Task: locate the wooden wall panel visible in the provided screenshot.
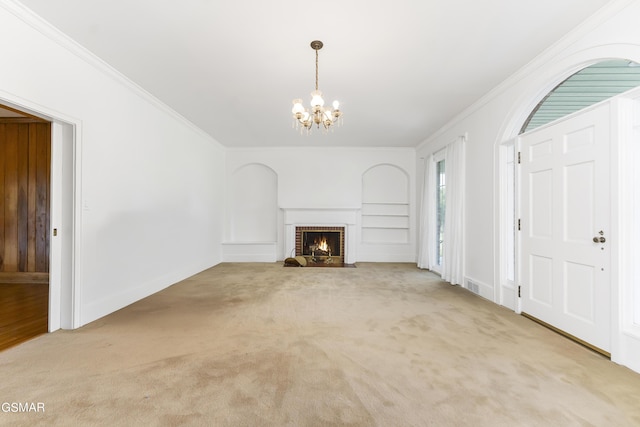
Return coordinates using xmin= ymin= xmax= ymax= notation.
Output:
xmin=0 ymin=123 xmax=51 ymax=273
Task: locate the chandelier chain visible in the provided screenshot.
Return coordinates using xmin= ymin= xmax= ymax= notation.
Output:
xmin=316 ymin=49 xmax=318 ymax=90
xmin=291 ymin=40 xmax=342 ymax=133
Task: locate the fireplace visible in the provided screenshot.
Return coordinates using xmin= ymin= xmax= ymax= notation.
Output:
xmin=296 ymin=226 xmax=345 ymax=264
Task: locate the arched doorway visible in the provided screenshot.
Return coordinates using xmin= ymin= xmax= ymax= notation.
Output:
xmin=498 ymin=60 xmax=640 ymax=352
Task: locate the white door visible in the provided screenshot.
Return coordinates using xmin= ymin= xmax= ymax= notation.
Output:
xmin=520 ymin=103 xmax=611 ymax=352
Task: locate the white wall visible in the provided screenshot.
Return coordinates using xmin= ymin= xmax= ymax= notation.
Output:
xmin=417 ymin=0 xmax=640 ymax=371
xmin=0 ymin=0 xmax=225 ymax=326
xmin=225 ymin=147 xmax=416 ymax=262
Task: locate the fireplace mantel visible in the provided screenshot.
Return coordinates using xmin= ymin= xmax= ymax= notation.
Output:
xmin=282 ymin=208 xmax=360 ymax=264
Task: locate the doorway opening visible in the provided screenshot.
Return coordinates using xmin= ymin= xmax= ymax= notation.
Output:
xmin=496 ymin=59 xmax=640 ymax=353
xmin=0 ymin=100 xmax=80 ymax=349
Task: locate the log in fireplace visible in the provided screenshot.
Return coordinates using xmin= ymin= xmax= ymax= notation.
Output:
xmin=296 ymin=226 xmax=344 ymax=264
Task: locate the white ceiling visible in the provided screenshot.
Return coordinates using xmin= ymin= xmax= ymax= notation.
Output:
xmin=21 ymin=0 xmax=608 ymax=147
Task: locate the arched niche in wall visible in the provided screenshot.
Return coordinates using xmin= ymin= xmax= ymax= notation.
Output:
xmin=229 ymin=163 xmax=278 ymax=242
xmin=362 ymin=164 xmax=409 ymax=243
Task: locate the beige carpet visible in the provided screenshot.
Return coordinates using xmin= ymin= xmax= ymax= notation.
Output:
xmin=0 ymin=263 xmax=640 ymax=426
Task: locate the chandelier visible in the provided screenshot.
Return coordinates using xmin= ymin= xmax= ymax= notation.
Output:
xmin=291 ymin=40 xmax=342 ymax=133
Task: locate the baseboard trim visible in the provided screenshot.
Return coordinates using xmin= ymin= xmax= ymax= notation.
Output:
xmin=0 ymin=272 xmax=49 ymax=285
xmin=520 ymin=311 xmax=611 ymax=359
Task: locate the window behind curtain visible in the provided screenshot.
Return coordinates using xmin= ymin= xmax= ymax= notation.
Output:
xmin=436 ymin=160 xmax=446 ymax=266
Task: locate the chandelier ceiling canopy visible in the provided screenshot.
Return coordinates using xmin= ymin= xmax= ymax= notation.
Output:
xmin=291 ymin=40 xmax=342 ymax=133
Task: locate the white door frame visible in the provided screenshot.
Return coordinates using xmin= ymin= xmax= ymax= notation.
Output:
xmin=0 ymin=96 xmax=82 ymax=332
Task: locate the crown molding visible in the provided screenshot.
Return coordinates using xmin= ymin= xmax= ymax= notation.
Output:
xmin=416 ymin=0 xmax=637 ymax=151
xmin=0 ymin=0 xmax=223 ymax=146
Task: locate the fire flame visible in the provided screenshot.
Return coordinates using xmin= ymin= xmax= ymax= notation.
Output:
xmin=315 ymin=236 xmax=329 ymax=252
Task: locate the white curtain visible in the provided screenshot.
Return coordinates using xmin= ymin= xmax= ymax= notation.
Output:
xmin=418 ymin=155 xmax=436 ymax=270
xmin=442 ymin=136 xmax=465 ymax=285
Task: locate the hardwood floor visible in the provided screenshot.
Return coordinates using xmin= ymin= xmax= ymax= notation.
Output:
xmin=0 ymin=283 xmax=49 ymax=351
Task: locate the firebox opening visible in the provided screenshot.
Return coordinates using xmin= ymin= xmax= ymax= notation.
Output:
xmin=302 ymin=231 xmax=342 ymax=257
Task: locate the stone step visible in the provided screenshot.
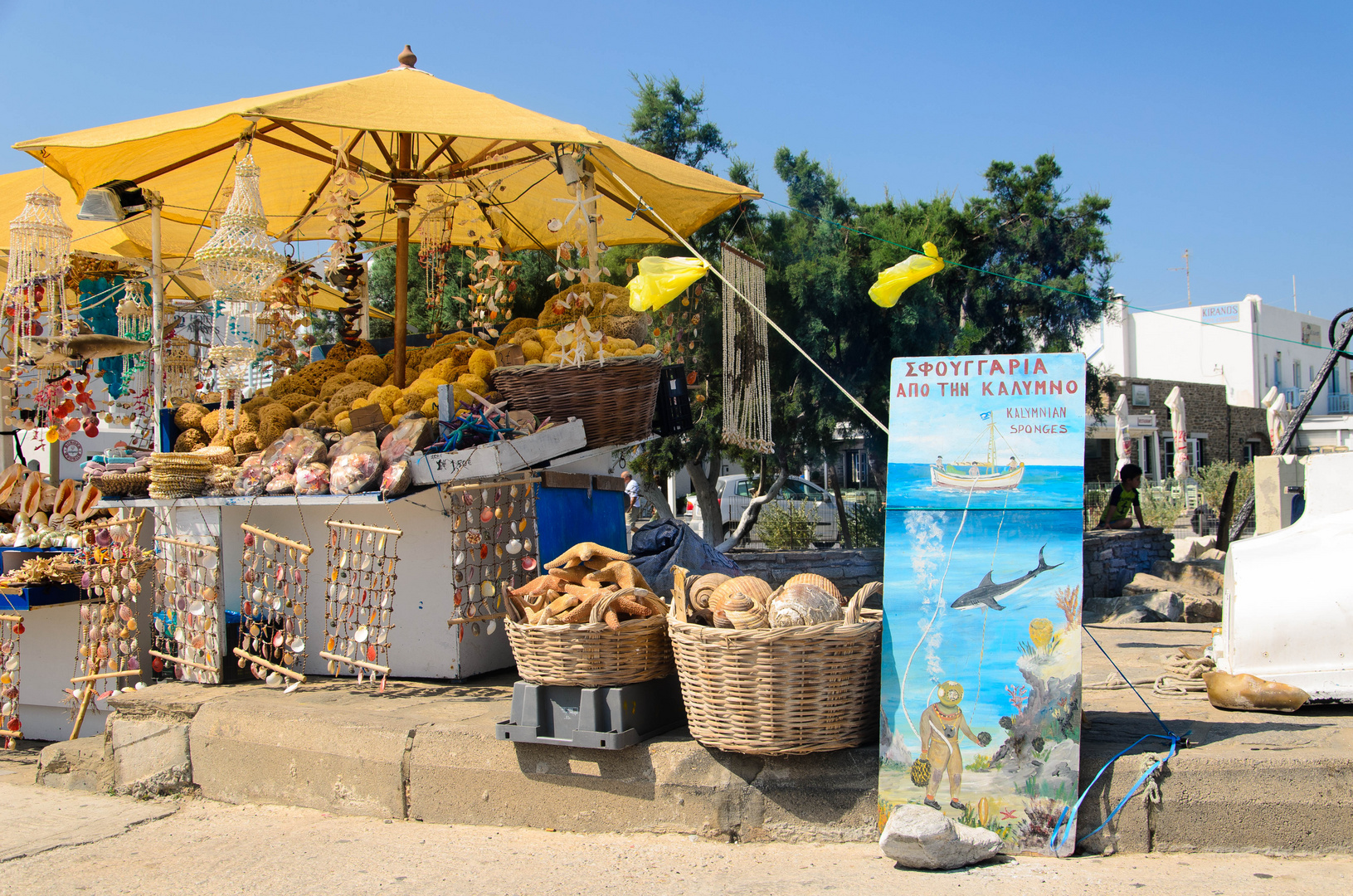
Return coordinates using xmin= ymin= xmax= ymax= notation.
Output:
xmin=1123 ymin=572 xmax=1222 ymax=622
xmin=38 ymin=733 xmax=114 ymax=791
xmin=1151 ymin=560 xmax=1226 ymax=594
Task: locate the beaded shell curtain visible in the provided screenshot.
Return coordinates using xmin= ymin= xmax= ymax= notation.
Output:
xmin=723 ymin=242 xmax=776 ymax=455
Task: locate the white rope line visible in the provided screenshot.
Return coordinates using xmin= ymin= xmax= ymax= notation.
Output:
xmin=588 ymin=154 xmax=888 ymax=435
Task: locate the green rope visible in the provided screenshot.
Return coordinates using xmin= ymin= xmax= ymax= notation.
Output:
xmin=761 ymin=197 xmax=1331 ymax=357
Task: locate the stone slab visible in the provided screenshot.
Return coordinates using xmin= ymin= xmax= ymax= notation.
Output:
xmin=34 ymin=622 xmax=1353 ymax=853
xmin=37 ymin=733 xmax=114 ymax=791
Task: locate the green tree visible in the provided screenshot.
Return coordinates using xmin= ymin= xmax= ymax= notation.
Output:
xmin=625 ymin=71 xmax=733 ymax=173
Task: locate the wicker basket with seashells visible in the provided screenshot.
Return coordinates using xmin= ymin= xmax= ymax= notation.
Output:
xmin=667 ymin=567 xmax=883 ymax=754
xmin=504 ymin=542 xmax=673 ymax=688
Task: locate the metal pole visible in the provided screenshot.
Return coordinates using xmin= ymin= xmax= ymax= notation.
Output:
xmin=1231 ymin=309 xmax=1353 ymax=542
xmin=146 ymin=189 xmax=165 ymax=450
xmin=391 ymin=134 xmax=418 ymax=388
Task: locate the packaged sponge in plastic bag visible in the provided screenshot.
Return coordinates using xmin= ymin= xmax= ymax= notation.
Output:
xmin=869 ymin=242 xmax=944 ymax=309
xmin=626 ymin=256 xmax=709 ymax=311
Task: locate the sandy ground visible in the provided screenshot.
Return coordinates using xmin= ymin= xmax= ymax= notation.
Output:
xmin=0 ymin=762 xmax=1353 ymax=896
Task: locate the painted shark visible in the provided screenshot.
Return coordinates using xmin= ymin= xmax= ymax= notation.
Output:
xmin=950 ymin=544 xmax=1062 ymax=611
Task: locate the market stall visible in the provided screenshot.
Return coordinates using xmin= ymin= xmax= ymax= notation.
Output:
xmin=7 ymin=47 xmax=757 ymax=736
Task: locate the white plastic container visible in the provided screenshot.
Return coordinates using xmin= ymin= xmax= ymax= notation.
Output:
xmin=1215 ymin=454 xmax=1353 ymax=701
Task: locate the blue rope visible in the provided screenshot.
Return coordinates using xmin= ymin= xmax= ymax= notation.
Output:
xmin=1047 ymin=626 xmax=1192 ymax=855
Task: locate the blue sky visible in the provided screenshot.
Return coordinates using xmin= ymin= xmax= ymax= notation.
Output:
xmin=0 ymin=0 xmax=1353 ymax=315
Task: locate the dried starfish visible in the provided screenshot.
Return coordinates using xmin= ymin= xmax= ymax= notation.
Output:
xmin=545 ymin=542 xmax=629 ymax=570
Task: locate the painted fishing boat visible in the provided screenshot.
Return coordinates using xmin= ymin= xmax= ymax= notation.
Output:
xmin=931 ymin=413 xmax=1024 ymax=491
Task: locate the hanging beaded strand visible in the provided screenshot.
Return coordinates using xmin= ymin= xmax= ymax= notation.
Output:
xmin=445 ymin=476 xmax=538 ymax=640
xmin=234 ymin=523 xmax=314 ymax=693
xmin=0 ymin=613 xmax=23 ymax=750
xmin=319 ymin=519 xmax=403 ymax=692
xmin=150 ymin=534 xmax=221 ymax=684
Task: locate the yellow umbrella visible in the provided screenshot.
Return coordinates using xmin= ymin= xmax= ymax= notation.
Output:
xmin=0 ymin=168 xmax=391 ymax=318
xmin=15 ymin=47 xmax=761 ymax=384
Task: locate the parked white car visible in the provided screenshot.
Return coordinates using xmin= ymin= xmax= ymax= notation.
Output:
xmin=686 ymin=474 xmax=853 ymax=547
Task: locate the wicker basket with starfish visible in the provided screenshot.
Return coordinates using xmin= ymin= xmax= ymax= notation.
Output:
xmin=667 ymin=567 xmax=883 ymax=755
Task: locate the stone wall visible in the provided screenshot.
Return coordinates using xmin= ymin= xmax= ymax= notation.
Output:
xmin=728 ymin=548 xmax=883 ymax=594
xmin=1081 ymin=528 xmax=1175 ymax=606
xmin=1085 ymin=377 xmax=1272 ymax=482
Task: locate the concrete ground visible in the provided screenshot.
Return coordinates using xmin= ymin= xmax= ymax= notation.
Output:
xmin=23 ymin=624 xmax=1353 ymax=854
xmin=0 ymin=755 xmax=1353 ymax=896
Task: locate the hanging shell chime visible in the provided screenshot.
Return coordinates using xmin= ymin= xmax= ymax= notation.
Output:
xmin=196 ymin=154 xmax=285 ymax=428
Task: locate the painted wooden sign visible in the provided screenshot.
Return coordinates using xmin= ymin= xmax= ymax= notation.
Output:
xmin=878 ymin=354 xmax=1085 ymax=854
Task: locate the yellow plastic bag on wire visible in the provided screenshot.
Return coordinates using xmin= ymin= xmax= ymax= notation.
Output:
xmin=869 ymin=242 xmax=944 ymax=309
xmin=628 ymin=256 xmax=709 ymax=311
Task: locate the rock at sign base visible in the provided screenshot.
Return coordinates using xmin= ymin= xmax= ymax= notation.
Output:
xmin=878 ymin=804 xmax=1001 ymax=869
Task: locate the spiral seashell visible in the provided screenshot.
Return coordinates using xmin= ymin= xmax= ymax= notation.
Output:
xmin=768 ymin=583 xmax=844 ymax=628
xmin=701 ymin=575 xmax=771 ymax=613
xmin=785 ymin=572 xmax=849 ymax=606
xmin=690 ymin=572 xmax=731 ymax=611
xmin=720 ymin=594 xmax=768 ymax=628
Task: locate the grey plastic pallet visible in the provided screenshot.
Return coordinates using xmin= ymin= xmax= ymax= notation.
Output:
xmin=497 ymin=675 xmax=686 ymax=750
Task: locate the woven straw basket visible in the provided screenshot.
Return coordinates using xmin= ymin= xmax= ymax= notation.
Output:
xmin=504 ymin=616 xmax=673 ymax=688
xmin=669 ymin=570 xmax=883 ymax=754
xmin=94 ymin=472 xmax=150 ymax=498
xmin=489 ymin=354 xmax=663 ymax=448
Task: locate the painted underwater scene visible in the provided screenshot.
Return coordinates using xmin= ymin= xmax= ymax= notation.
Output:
xmin=878 ymin=510 xmax=1081 ymax=853
xmin=878 ymin=354 xmax=1085 ymax=854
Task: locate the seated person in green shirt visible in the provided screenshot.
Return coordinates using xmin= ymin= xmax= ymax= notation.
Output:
xmin=1100 ymin=463 xmax=1146 ymax=529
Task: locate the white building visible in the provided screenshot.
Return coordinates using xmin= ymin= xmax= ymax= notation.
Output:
xmin=1083 ymin=295 xmax=1353 ymax=448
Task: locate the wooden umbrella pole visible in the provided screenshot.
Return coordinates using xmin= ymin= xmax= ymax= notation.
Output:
xmin=391 ymin=134 xmax=418 ymax=388
xmin=236 ymin=647 xmax=306 ymax=684
xmin=71 ymin=681 xmax=94 ymax=740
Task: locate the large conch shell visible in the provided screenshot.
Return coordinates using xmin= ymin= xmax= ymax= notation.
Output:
xmin=75 ymin=482 xmax=103 ymax=523
xmin=690 ymin=572 xmax=732 ymax=611
xmin=0 ymin=460 xmax=28 ymax=504
xmin=702 ymin=575 xmax=770 ymax=613
xmin=770 ymin=582 xmax=845 ymax=628
xmin=785 ymin=572 xmax=845 ymax=606
xmin=19 ymin=472 xmax=42 ymax=519
xmin=702 ymin=575 xmax=771 ymax=628
xmin=53 ymin=480 xmax=80 ymax=517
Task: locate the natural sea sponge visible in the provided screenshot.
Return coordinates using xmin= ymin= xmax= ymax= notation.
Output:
xmin=230 ymin=433 xmax=259 ymax=456
xmin=319 ymin=373 xmax=358 ymax=401
xmin=470 ymin=348 xmax=498 ymax=380
xmin=241 ymin=394 xmax=277 ymax=414
xmin=329 ymin=379 xmax=376 ymax=410
xmin=268 ymin=373 xmax=319 ymax=399
xmin=456 ymin=373 xmax=489 ymax=395
xmin=367 ymin=386 xmax=401 ymax=405
xmin=173 ymin=426 xmax=210 ymax=454
xmin=173 ymin=403 xmax=208 ymax=429
xmin=343 ymin=354 xmax=391 ymax=394
xmin=259 ymin=402 xmax=296 ymax=448
xmin=498 ymin=317 xmax=536 ymax=343
xmin=277 ymin=392 xmax=315 ymax=416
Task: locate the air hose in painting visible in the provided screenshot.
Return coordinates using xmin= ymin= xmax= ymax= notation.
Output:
xmin=1047 ymin=626 xmax=1192 ymax=858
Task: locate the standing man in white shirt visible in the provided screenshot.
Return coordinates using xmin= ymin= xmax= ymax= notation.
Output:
xmin=620 ymin=470 xmax=643 ymax=543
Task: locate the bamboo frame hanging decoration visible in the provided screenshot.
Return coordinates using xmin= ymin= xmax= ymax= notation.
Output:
xmin=66 ymin=510 xmax=153 ymax=740
xmin=234 ymin=521 xmax=314 ymax=693
xmin=721 ymin=242 xmax=776 ymax=455
xmin=150 ymin=534 xmax=223 ymax=684
xmin=0 ymin=613 xmax=23 ymax=750
xmin=444 ymin=475 xmax=540 ymax=640
xmin=319 ymin=519 xmax=403 ymax=693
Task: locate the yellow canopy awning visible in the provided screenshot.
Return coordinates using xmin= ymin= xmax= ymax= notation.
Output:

-*-

### GIVEN EXERCISE
Please turn the lines between the one holding "Task: locate the white curtain" and the one holding "xmin=302 ymin=231 xmax=342 ymax=257", inclusive, into a numbered list, leaving out blank lines.

### RESPONSE TO THE TASK
1. Task: locate the white curtain visible in the provided screenshot.
2. Return coordinates using xmin= ymin= xmax= ymax= notation.
3. Output:
4. xmin=418 ymin=155 xmax=436 ymax=270
5. xmin=442 ymin=136 xmax=465 ymax=285
6. Task: locate the hardwood floor visible in the provided screenshot.
7. Return coordinates using xmin= ymin= xmax= ymax= notation.
8. Output:
9. xmin=0 ymin=283 xmax=49 ymax=351
10. Task: locate the firebox opening visible in the provided screenshot.
11. Return coordinates using xmin= ymin= xmax= ymax= notation.
12. Output:
13. xmin=302 ymin=231 xmax=342 ymax=257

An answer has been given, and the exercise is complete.